• Passage:
These are the 10 richest women in the world, and how they amassed their fortune
From heiresses to self-made billionaires, Singapore Tatler shines the spotlight on 10 of the most powerful women around the world and how their pockets got so deep.
Some of the women on this list, like Laurene Powell Jobs and Abigail Johnson, are active agents of change. Others, like Charlene de Carvalho-Heineken, see themselves as guardians of their family businesses, and are cultivating the next generation of leaders. And then there are those like Gina Rinehart, who serve as role models for women because of their astute leadership. Regardless of whether their fortunes are inherited or self-made, these women are passionate about their life’s work, the causes they support, and the families they nurture.
1. FRANCOISE BETTENCOURT-MEYERS, L’OREAL
Net worth US$50.5 billion (S$68.4 billion)
The richest woman in the world (at the time of writing), Francoise Bettencourt-Meyers ranks 14 on Forbes’ World’s Billionaires list. The heiress, who is the granddaughter of L’Oreal founder Eugene Schueller, inherited the beauty empire when her mother Lilane Bettencourt passed on in 2017. She is the chairwoman of the family’s holding company Tethys SAS, which owns 33 per cent of L’Oreal’s stock. Bettencourt-Meyers is also passionate about philanthropy and is the president of the family’s Bettencourt Schueller Foundation, which funds and encourages scientific research, humanitarian causes and the arts in France.
2. ALICE WALTON, WALMART
Net worth US$45.3 billion (S$61.3 billion)

Dataset entries:
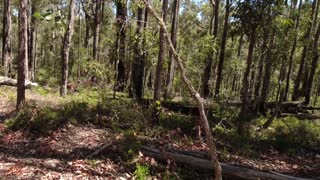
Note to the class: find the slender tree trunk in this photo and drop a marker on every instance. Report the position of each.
(96, 30)
(207, 69)
(245, 82)
(138, 64)
(314, 65)
(121, 44)
(87, 35)
(174, 32)
(222, 49)
(162, 53)
(296, 90)
(267, 74)
(32, 43)
(6, 37)
(240, 45)
(293, 49)
(66, 49)
(145, 50)
(197, 98)
(257, 87)
(23, 54)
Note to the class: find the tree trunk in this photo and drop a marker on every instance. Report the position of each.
(66, 49)
(121, 44)
(174, 32)
(245, 82)
(6, 37)
(293, 49)
(207, 69)
(197, 160)
(296, 90)
(314, 65)
(144, 72)
(23, 54)
(138, 64)
(260, 67)
(196, 97)
(32, 43)
(96, 30)
(87, 36)
(222, 49)
(162, 53)
(267, 74)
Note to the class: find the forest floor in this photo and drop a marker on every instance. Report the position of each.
(85, 151)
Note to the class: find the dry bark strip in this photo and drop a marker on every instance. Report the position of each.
(13, 82)
(195, 95)
(205, 165)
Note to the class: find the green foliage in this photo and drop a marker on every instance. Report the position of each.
(36, 120)
(124, 113)
(98, 70)
(290, 134)
(176, 120)
(142, 172)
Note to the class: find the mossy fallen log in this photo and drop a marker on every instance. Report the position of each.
(203, 165)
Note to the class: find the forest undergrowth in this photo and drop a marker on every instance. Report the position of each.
(92, 135)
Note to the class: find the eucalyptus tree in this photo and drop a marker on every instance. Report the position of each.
(252, 16)
(297, 92)
(222, 48)
(173, 36)
(138, 63)
(121, 17)
(208, 67)
(6, 37)
(162, 53)
(23, 54)
(66, 49)
(314, 65)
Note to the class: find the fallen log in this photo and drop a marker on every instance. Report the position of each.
(302, 116)
(13, 82)
(205, 166)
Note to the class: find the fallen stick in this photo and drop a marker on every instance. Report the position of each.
(13, 82)
(204, 165)
(99, 150)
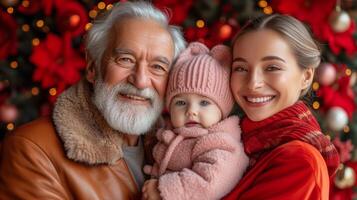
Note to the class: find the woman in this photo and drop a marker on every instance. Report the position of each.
(274, 59)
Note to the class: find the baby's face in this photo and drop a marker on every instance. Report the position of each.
(194, 110)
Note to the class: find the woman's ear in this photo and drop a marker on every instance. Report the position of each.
(308, 76)
(193, 49)
(90, 71)
(222, 54)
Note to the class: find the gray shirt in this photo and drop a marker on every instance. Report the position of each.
(134, 157)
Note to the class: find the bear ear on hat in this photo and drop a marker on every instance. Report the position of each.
(193, 49)
(222, 54)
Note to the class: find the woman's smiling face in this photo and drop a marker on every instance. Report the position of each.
(265, 75)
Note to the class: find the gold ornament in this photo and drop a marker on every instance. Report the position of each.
(339, 20)
(345, 177)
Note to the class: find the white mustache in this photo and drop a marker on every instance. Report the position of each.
(128, 89)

• Aim 1: From the article on the richest women, write out the part from "The richest woman" up to and including "billion (S$61.3 billion)", changing "chairwoman" to "chair".
• Aim 2: Which women does the article on the richest women name in the paragraph that starts "Some of the women on this list"? List all of them.
These dataset entries come from a different source than the article.

• Answer 1:
The richest woman in the world (at the time of writing), Francoise Bettencourt-Meyers ranks 14 on Forbes’ World’s Billionaires list. The heiress, who is the granddaughter of L’Oreal founder Eugene Schueller, inherited the beauty empire when her mother Lilane Bettencourt passed on in 2017. She is the chair of the family’s holding company Tethys SAS, which owns 33 per cent of L’Oreal’s stock. Bettencourt-Meyers is also passionate about philanthropy and is the president of the family’s Bettencourt Schueller Foundation, which funds and encourages scientific research, humanitarian causes and the arts in France.
2. ALICE WALTON, WALMART
Net worth US$45.3 billion (S$61.3 billion)

• Answer 2:
Laurene Powell Jobs
Abigail Johnson
Charlene de Carvalho-Heineken
Gina Rinehart